#### [AIM]
Copy the listing from the line that has "Exercise. Mark the front bumper" through the end of the listing, replacing "bare tree" with "leafless tree" and leaving everything else unchanged.

#### [GIVEN RECORDS]
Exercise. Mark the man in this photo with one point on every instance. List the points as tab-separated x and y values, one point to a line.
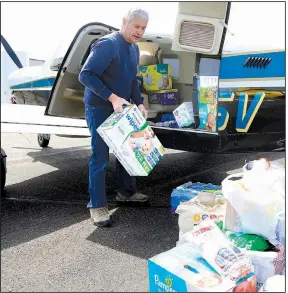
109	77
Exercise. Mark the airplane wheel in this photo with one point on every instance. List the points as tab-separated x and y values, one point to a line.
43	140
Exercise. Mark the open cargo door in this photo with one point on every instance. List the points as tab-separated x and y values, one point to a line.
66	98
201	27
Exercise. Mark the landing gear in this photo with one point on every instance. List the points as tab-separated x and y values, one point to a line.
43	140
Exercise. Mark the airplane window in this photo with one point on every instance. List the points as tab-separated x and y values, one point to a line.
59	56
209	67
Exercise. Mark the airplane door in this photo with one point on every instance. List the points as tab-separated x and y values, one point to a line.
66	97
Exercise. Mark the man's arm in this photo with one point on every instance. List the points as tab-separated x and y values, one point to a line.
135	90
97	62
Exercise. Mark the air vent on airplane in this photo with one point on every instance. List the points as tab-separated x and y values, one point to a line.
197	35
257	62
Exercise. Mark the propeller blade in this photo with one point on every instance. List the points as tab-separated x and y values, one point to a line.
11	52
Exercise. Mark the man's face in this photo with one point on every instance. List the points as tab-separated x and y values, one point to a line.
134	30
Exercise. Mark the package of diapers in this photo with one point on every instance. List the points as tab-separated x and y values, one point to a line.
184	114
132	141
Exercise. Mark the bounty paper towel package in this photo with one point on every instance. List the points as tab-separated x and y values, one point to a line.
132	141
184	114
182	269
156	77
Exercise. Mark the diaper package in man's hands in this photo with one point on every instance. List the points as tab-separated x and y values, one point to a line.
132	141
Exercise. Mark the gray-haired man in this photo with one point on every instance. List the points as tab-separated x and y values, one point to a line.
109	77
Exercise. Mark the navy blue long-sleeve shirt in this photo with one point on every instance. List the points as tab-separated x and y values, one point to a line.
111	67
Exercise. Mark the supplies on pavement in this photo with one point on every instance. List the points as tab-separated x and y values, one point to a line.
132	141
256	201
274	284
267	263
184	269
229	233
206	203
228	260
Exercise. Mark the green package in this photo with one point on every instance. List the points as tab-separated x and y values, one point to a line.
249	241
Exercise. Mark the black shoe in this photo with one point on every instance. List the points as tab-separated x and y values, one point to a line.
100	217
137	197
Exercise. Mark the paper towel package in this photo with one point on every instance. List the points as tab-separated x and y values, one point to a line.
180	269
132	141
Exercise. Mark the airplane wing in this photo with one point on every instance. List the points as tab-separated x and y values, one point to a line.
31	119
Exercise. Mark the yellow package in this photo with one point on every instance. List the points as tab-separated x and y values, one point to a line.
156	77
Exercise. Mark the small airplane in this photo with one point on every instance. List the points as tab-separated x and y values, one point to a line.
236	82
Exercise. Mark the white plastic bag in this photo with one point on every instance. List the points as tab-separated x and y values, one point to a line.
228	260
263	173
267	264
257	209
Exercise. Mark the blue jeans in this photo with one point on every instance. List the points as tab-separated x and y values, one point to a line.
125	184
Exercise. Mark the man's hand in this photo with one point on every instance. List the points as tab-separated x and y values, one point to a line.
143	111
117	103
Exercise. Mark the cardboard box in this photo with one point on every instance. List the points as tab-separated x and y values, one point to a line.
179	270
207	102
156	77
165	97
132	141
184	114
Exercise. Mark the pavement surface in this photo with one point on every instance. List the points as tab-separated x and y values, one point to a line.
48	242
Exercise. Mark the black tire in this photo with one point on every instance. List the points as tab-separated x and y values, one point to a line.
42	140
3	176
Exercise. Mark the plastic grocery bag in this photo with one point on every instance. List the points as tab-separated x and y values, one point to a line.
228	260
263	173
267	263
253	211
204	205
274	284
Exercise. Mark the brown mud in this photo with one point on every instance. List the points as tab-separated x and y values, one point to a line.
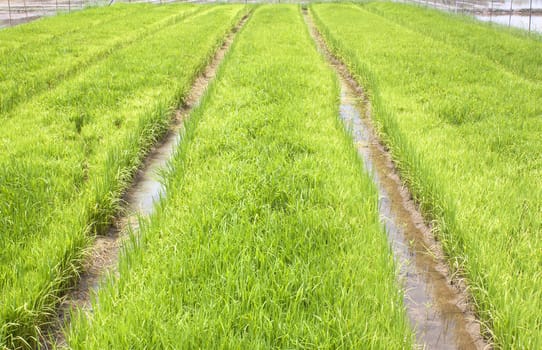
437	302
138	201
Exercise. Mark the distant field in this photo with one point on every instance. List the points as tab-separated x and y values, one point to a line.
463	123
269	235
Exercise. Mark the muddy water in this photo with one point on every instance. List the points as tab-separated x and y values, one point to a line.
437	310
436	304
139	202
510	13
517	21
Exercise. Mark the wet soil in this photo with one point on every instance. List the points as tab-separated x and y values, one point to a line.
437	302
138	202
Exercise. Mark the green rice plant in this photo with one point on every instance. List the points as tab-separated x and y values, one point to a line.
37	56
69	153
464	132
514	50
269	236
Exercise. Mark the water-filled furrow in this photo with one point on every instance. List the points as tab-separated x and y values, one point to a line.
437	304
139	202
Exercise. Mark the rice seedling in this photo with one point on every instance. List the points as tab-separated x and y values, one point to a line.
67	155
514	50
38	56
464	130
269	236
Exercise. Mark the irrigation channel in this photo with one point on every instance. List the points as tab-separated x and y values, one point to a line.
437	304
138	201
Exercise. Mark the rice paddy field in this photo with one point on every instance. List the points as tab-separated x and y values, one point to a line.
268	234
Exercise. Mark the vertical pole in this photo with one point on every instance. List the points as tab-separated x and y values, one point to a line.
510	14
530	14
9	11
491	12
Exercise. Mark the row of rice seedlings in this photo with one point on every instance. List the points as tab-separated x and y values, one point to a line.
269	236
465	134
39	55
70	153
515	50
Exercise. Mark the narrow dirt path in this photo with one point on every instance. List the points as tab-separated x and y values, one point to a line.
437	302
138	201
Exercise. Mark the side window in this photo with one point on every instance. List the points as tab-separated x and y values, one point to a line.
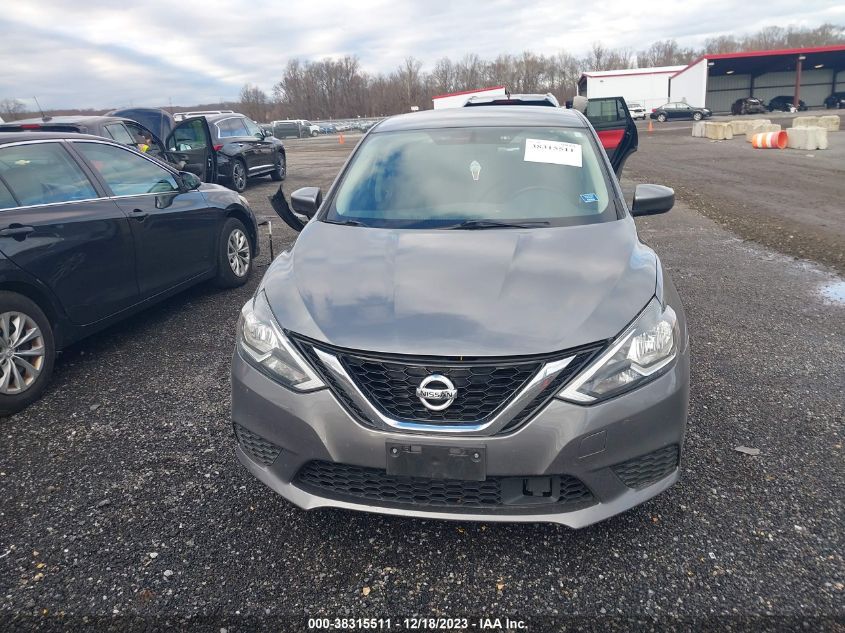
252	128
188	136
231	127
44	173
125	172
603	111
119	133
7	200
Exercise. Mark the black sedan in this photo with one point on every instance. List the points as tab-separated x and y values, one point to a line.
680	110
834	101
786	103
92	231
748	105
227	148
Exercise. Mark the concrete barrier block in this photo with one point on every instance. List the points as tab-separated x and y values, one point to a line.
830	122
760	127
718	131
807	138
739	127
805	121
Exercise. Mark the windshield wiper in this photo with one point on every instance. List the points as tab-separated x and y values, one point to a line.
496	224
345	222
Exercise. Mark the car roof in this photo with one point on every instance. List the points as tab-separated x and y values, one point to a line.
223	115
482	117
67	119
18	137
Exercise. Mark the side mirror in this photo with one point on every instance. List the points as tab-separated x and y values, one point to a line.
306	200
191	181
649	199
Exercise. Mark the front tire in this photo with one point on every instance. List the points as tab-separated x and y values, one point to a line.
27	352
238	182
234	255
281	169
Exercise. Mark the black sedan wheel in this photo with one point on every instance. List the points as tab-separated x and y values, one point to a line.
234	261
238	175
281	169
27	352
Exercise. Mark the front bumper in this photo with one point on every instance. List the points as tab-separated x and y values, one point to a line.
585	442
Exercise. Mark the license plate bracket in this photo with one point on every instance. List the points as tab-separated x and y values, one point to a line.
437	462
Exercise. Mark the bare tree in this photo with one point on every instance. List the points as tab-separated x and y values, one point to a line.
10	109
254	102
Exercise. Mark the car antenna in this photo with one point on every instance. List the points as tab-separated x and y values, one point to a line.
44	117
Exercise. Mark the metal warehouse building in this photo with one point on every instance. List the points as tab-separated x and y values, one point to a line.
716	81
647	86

#### [FULL RESPONSE]
Exercise. Mark the front bumper in this photo with one point on every instance. List the points as tab-separated x and y values, one point to a line.
585	442
Exercise. Mark the license plate bracket in this photo with one point on every instance. List the points as tab-separated x and y values, one point to a line.
437	462
Exercise. Mark the leafless tree in this photo with one point on every instance. List the points as tab-separated x and y values, one point to a line.
10	109
254	102
Exercise. Mark the car antenna in this photo with one point on every instance. List the points as tab-separated x and y values, one point to a line.
44	117
Exercise. Mark the metal warehouse building in this photo with one point on every instance. List the points as tab-separated x and y values, one point to a line.
716	81
647	86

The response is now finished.